+++ Verilen metin +++

Sovyet devletinde bürokrasinin giderek siyasal gücü eline geçirmesiyle birlikte işçi devletinde toplumsal bir farklılaşmanın yaşandığı doğrudur. Ne var ki bu farklılaşma başlangıçta işçi sınıfının içinde cereyan etmiş olsa da, olgunlaşmasıyla birlikte artık sınıfın dışına taşan ve böylece işçi devletini de o olmaktan çıkaran niteliksel bir dönüşüme yol açmıştır. Böyle bir dönüşüm gerçekleştikten sonra, bürokrasinin ayrıcalıklı konumunu artık işçi sınıfının kendi içindeki bir kopuş ya da “iktidarın mesleki riskleri” ile açıklamak doğru olmamaktadır. Böyle bir nesnel tehlikeden söz etmek anlamlı olsa bile, zaten bu sorunun çözümü, işçi sınıfının devrimi takiben daha baştan sönmeye yüz tutmuş bir yarı-devleti, yani farklı tipten bir devlet organizasyonunu yaratmış olmasına ve devrimin diğer ülkelerde de ilerlemesine bağlı değil midir?
Oysaki Rakovski, Rusya’da Ekim Devrimiyle bir süreliğine gerçekleşebilmiş olsa da daha sonra böyle bir işçi devletinin tamamen ortadan kalkmış bulunduğu koşullarda, hâlâ iktidardaki işçi sınıfını tehdit eden “mesleki riskleri” araştırmaktadır. Üstelik, en elverişli koşullar altında bile olsa, yine de Rusya’dakine benzer bir bürokratikleşmenin yaşanabileceği düşüncesini genelleştirmekle, neredeyse işçi iktidarının ve onun yarı-devletinin yaşatılabilmesinin pek de mümkün olamayacağı gibi bir sonuca kapıyı açmaktadır.

+++

**Yapacağınız iş:** Sovyet bürokrasisi üzerine metinde "Oysaki Rakovski, Rusya’da" ile "sonuca kapıyı açmaktadır." arasındaki bölümü, bu iki ifade de dahil olmak üzere, hiç değiştirmeden kopyalar mısınız?

+++ Ham kayıtlar +++

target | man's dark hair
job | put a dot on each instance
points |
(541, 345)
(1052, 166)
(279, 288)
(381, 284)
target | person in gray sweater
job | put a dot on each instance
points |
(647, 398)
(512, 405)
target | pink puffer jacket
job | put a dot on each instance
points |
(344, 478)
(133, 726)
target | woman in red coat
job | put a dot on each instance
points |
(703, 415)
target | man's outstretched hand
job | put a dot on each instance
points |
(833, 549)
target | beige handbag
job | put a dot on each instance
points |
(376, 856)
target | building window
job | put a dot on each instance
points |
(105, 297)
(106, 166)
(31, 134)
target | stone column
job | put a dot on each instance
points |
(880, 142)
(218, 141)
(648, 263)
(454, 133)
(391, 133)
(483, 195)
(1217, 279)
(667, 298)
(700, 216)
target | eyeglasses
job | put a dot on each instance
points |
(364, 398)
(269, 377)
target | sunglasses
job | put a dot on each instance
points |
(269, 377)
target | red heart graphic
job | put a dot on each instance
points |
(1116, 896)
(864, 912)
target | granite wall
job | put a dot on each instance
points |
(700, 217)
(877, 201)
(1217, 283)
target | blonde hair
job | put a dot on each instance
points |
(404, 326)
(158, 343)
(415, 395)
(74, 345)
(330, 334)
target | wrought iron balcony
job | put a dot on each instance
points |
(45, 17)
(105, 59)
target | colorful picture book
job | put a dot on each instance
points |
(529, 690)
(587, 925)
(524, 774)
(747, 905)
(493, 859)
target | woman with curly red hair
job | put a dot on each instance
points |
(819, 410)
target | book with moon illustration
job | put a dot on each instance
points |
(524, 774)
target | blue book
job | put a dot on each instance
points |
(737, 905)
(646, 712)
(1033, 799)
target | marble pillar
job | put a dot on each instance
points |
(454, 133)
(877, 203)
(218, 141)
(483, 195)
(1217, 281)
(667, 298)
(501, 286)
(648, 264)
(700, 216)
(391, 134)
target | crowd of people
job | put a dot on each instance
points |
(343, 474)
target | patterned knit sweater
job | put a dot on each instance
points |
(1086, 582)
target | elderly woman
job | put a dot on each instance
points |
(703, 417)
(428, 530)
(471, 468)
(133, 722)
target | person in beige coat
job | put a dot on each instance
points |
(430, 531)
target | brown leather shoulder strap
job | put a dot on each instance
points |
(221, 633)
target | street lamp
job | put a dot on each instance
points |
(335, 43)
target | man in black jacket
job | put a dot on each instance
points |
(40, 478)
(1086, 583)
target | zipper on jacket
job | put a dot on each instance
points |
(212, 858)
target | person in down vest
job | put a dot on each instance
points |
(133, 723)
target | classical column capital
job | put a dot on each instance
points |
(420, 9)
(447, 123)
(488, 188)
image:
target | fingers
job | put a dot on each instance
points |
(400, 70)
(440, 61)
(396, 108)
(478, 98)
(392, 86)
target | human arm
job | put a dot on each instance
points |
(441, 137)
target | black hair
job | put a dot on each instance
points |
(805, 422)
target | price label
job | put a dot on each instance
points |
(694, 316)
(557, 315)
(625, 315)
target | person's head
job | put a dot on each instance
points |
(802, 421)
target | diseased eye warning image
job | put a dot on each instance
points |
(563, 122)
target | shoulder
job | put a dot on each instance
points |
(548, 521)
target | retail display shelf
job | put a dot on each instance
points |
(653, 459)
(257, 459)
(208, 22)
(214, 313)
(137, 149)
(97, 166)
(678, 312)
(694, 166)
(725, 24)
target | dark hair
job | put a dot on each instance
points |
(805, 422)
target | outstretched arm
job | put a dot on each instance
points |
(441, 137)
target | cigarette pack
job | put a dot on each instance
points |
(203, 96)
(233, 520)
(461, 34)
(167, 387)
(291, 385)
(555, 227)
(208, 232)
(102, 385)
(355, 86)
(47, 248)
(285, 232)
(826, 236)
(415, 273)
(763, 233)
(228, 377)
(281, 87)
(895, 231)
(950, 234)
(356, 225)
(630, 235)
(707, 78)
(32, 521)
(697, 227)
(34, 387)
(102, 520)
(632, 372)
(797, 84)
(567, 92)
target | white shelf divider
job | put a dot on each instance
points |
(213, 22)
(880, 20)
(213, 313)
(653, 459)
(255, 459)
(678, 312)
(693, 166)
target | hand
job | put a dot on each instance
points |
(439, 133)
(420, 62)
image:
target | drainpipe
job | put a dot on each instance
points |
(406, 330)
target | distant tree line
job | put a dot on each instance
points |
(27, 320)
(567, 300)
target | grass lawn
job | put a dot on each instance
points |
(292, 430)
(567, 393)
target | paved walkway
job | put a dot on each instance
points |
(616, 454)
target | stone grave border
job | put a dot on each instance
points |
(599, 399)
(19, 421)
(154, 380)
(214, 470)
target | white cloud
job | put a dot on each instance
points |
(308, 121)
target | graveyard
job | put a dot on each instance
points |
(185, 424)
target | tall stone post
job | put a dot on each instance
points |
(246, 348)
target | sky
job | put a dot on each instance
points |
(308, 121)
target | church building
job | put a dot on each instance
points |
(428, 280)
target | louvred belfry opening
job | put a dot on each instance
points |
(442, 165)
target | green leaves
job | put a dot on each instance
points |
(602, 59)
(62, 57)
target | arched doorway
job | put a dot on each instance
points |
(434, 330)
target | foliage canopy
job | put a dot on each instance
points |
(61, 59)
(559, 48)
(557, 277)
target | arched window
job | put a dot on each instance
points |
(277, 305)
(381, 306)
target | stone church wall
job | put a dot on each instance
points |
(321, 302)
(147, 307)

+++

**Alıştırma çözümü:**
Oysaki Rakovski, Rusya’da Ekim Devrimiyle bir süreliğine gerçekleşebilmiş olsa da daha sonra böyle bir işçi devletinin tamamen ortadan kalkmış bulunduğu koşullarda, hâlâ iktidardaki işçi sınıfını tehdit eden “mesleki riskleri” araştırmaktadır. Üstelik, en elverişli koşullar altında bile olsa, yine de Rusya’dakine benzer bir bürokratikleşmenin yaşanabileceği düşüncesini genelleştirmekle, neredeyse işçi iktidarının ve onun yarı-devletinin yaşatılabilmesinin pek de mümkün olamayacağı gibi bir sonuca kapıyı açmaktadır.